▶ [Task description]:
Please reproduce the material from the line with "[locate] passenger shelter" through the end, swapping "dirt embankment" for "earth embankment" and leaving everything else unchanged.

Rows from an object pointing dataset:
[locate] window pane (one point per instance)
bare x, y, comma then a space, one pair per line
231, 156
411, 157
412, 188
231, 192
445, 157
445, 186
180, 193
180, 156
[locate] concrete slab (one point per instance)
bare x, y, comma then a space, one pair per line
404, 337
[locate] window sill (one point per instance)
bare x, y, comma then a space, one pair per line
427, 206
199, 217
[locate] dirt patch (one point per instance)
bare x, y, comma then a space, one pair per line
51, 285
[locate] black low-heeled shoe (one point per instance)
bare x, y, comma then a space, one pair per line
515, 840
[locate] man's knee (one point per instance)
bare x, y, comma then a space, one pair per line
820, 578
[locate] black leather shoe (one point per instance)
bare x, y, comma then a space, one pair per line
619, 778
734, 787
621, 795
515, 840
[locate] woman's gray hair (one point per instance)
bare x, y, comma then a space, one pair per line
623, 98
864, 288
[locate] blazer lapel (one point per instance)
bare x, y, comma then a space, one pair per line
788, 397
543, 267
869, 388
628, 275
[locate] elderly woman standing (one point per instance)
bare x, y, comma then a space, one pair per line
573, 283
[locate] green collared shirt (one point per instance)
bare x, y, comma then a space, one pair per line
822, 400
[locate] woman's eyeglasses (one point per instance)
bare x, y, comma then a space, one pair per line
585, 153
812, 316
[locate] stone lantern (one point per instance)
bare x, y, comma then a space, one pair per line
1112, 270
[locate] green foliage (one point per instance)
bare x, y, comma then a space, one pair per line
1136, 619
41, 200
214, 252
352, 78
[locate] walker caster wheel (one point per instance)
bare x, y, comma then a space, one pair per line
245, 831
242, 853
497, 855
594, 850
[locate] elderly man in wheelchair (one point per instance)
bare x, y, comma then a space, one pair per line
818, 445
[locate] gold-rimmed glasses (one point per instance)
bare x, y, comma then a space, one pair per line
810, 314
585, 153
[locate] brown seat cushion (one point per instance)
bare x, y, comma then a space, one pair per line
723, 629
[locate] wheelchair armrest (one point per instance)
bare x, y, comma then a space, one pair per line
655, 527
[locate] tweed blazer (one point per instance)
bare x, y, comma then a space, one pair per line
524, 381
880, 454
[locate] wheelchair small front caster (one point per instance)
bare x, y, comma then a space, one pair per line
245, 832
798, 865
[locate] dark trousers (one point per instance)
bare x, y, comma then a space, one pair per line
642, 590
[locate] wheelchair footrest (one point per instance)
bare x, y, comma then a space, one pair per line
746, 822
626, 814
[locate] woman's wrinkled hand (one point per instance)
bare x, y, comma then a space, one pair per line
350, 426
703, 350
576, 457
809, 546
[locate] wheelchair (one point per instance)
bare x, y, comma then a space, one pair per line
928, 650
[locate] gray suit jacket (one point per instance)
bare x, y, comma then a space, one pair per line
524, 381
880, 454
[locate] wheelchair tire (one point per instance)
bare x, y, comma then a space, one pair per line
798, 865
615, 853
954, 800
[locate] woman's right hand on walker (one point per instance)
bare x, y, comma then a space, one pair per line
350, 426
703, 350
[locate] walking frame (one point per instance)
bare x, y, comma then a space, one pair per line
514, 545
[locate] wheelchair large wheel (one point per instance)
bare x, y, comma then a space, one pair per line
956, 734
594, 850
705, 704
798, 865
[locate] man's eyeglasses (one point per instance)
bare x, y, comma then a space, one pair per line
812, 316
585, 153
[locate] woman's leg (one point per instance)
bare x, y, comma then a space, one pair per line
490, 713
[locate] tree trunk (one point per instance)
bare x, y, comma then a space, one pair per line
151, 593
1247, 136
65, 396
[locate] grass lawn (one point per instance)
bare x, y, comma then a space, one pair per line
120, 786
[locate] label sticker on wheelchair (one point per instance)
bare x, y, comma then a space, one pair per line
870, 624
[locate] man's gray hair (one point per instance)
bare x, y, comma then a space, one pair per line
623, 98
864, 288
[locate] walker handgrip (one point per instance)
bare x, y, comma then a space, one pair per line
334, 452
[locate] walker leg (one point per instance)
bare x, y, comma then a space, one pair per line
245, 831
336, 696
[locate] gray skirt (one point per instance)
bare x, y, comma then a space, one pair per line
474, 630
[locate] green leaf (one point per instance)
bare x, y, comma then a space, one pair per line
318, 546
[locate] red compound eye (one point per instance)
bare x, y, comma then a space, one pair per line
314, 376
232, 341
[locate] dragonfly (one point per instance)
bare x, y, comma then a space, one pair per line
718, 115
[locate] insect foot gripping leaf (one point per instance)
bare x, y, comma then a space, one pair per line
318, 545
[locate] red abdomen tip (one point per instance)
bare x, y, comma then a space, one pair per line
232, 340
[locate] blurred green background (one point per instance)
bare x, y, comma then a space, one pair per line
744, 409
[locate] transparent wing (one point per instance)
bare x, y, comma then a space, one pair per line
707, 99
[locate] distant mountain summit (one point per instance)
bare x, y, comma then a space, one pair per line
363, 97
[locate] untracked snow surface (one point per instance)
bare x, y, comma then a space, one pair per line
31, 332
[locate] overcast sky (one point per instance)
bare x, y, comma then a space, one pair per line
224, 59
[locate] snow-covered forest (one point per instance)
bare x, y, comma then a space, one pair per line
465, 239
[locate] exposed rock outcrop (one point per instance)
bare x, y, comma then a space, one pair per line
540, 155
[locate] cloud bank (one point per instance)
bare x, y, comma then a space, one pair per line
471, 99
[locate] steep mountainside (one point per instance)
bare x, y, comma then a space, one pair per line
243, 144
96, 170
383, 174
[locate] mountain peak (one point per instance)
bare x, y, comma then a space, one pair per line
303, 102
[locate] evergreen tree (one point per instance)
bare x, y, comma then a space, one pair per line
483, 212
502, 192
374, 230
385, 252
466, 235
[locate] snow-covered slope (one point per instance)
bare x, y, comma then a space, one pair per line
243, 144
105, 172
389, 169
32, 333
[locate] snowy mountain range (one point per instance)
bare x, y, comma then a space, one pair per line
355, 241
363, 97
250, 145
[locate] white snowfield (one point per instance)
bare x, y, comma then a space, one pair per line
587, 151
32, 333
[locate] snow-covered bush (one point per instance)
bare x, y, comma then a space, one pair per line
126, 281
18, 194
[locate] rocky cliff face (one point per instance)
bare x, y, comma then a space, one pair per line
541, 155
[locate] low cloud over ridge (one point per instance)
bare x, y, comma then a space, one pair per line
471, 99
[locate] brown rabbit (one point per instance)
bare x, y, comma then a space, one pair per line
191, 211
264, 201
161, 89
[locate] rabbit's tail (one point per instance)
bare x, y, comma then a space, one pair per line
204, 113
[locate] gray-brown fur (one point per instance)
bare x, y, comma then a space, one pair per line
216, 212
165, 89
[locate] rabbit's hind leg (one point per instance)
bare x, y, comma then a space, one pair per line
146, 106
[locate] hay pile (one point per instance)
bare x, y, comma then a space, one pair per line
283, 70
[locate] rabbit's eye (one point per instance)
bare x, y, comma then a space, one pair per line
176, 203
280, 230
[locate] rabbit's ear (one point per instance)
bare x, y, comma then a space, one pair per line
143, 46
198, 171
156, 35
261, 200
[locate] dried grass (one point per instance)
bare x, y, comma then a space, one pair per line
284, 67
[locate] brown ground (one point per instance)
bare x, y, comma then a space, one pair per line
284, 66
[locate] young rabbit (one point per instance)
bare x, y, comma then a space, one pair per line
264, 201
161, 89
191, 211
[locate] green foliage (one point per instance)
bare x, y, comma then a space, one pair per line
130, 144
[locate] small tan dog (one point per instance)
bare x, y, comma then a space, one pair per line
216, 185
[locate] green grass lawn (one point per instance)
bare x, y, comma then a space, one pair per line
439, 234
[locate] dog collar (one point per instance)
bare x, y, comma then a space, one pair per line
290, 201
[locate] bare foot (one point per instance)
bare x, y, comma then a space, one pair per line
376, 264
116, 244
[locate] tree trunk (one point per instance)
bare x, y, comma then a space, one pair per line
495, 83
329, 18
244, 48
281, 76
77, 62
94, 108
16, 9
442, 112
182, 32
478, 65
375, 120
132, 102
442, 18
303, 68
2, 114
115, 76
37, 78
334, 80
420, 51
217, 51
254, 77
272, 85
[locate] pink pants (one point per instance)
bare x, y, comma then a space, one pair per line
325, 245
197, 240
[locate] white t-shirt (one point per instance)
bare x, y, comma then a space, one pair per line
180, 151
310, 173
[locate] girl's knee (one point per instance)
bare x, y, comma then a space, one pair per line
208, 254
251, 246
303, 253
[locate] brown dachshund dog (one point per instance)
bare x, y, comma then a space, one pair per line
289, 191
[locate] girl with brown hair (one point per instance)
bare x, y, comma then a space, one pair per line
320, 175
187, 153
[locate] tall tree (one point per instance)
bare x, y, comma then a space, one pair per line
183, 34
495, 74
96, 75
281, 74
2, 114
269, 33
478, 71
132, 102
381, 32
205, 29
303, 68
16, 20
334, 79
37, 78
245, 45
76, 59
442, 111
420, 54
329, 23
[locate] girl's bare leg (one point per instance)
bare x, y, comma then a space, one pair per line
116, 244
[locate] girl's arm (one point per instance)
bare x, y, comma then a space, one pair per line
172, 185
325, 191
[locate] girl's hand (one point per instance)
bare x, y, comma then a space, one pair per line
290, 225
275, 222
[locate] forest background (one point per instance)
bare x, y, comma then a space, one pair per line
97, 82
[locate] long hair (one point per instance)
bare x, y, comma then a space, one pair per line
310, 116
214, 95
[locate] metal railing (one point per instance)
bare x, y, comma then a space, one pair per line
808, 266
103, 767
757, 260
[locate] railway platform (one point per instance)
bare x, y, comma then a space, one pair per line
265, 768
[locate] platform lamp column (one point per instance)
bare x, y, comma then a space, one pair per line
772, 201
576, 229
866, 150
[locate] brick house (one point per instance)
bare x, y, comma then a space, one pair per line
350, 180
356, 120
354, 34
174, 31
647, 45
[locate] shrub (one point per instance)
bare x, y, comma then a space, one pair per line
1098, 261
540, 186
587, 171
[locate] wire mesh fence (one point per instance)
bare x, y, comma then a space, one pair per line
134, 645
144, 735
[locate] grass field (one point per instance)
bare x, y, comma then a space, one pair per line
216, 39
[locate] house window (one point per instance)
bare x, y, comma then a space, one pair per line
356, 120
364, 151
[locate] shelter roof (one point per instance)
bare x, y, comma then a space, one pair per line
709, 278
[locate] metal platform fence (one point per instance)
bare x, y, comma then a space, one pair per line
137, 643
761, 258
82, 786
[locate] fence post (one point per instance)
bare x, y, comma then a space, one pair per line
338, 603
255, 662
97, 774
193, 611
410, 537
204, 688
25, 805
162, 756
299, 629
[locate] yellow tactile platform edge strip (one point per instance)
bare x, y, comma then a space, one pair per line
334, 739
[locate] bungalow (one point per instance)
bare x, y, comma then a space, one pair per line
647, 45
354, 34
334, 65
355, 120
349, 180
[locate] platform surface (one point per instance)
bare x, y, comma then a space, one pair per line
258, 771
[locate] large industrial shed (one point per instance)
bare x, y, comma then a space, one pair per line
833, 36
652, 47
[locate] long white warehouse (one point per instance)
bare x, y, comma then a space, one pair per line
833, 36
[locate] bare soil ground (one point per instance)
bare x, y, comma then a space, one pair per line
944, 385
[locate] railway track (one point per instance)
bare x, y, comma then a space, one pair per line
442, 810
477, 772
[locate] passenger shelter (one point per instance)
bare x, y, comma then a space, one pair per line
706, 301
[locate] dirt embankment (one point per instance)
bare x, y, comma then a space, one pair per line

▶ [Solution below]:
[locate] passenger shelter (one point per instance)
bare x, y, comma then a space, one pair per line
706, 301
[locate] earth embankment (one point per instance)
bare x, y, comma then a space, one pair per line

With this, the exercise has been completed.